# TASK BRIEF
Copy the records starting at the line containing "of the framed" and ending at the line containing "POLYGON ((318 70, 261", both included. Reproduce every line unchanged, except offset every coordinate by 147.

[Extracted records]
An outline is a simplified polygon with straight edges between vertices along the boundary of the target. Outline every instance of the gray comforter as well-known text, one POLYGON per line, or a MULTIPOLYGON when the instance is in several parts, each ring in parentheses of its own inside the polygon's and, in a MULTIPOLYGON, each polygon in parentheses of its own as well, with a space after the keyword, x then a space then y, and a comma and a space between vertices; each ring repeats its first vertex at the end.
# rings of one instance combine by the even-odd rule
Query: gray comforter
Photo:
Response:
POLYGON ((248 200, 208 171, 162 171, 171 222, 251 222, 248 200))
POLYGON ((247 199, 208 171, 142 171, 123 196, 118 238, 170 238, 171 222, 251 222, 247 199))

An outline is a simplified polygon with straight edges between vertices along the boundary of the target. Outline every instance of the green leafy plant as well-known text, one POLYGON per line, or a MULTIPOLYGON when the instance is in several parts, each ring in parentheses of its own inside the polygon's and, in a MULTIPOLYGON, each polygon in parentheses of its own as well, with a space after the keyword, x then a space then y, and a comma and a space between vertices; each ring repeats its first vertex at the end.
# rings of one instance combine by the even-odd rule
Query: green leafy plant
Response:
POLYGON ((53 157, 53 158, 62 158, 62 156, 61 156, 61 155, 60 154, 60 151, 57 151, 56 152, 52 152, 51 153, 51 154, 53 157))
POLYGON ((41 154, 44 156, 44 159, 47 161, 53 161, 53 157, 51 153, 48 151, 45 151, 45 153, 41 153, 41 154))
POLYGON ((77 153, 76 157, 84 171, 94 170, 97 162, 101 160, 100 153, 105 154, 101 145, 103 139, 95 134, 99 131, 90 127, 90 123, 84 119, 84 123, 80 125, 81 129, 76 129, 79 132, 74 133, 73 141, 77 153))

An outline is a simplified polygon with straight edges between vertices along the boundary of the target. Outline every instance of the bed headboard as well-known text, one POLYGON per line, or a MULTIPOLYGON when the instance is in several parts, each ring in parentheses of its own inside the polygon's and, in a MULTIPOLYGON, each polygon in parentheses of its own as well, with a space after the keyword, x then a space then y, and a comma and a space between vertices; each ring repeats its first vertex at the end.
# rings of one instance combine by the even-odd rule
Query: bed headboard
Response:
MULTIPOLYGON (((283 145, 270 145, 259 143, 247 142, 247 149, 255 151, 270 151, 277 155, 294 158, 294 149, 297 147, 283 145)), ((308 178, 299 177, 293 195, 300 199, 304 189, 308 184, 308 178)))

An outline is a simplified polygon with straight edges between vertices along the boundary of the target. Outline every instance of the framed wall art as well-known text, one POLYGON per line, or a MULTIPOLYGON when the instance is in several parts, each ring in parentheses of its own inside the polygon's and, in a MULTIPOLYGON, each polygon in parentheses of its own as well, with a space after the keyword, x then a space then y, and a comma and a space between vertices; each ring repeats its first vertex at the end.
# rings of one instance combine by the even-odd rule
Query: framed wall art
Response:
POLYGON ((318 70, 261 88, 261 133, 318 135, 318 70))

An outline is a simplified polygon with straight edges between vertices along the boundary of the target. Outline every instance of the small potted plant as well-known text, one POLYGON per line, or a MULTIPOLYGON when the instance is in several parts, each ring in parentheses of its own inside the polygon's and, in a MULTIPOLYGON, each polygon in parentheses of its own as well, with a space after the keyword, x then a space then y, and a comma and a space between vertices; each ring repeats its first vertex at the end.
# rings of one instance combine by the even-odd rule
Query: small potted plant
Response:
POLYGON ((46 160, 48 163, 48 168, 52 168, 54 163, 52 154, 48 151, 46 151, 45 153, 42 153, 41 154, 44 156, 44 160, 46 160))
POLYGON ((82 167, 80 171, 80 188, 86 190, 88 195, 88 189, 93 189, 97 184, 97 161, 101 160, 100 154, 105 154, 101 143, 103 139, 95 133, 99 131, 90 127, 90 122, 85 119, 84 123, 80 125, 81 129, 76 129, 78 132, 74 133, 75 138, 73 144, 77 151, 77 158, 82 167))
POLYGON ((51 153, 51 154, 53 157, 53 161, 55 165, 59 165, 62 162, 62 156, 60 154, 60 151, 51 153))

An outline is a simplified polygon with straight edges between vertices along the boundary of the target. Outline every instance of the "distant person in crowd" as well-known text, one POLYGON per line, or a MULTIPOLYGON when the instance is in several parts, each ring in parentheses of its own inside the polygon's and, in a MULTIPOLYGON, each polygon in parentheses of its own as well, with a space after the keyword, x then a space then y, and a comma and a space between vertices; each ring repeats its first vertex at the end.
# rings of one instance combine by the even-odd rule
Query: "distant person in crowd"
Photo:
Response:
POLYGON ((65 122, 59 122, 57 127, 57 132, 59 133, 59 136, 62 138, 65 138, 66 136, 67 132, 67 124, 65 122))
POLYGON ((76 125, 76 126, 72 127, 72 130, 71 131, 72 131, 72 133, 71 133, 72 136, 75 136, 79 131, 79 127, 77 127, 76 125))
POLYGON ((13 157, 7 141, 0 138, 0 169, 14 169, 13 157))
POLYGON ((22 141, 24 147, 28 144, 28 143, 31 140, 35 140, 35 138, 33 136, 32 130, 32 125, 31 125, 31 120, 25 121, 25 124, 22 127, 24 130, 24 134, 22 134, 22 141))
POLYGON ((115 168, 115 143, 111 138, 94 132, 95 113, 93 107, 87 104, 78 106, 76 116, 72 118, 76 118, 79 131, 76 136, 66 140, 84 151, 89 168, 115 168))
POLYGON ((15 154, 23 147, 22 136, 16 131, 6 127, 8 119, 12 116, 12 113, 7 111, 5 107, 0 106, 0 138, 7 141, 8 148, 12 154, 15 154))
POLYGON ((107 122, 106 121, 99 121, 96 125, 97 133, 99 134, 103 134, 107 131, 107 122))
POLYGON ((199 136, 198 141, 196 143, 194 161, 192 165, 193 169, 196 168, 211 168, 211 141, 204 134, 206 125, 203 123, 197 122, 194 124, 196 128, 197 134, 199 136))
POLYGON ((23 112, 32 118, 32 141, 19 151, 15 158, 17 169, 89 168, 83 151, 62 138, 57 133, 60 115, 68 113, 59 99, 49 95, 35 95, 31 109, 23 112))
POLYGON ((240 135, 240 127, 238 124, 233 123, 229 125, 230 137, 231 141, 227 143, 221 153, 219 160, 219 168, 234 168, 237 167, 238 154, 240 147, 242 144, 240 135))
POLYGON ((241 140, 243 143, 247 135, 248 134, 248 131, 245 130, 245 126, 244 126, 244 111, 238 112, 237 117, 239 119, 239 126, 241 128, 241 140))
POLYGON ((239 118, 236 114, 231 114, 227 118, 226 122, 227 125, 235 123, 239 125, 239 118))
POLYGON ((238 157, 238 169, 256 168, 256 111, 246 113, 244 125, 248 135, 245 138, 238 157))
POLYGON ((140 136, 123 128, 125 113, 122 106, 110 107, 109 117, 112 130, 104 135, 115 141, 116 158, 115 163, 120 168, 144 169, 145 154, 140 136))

# RESPONSE
An outline is a simplified polygon with straight edges between vertices along the boundary of the target. Outline every instance of the framed wall art as well-known text, one POLYGON per line, or a MULTIPOLYGON when the instance is in several parts, each ring in parentheses of its own inside the polygon's and, in a MULTIPOLYGON, each polygon in parentheses of its own as well, with a space after the keyword, x then a space then y, and a comma and a space between vertices; each ring repeats its first vertex at the end.
# rings of one instance combine by the even-odd rule
Query: framed wall art
Response:
POLYGON ((465 217, 408 235, 408 280, 465 282, 465 217))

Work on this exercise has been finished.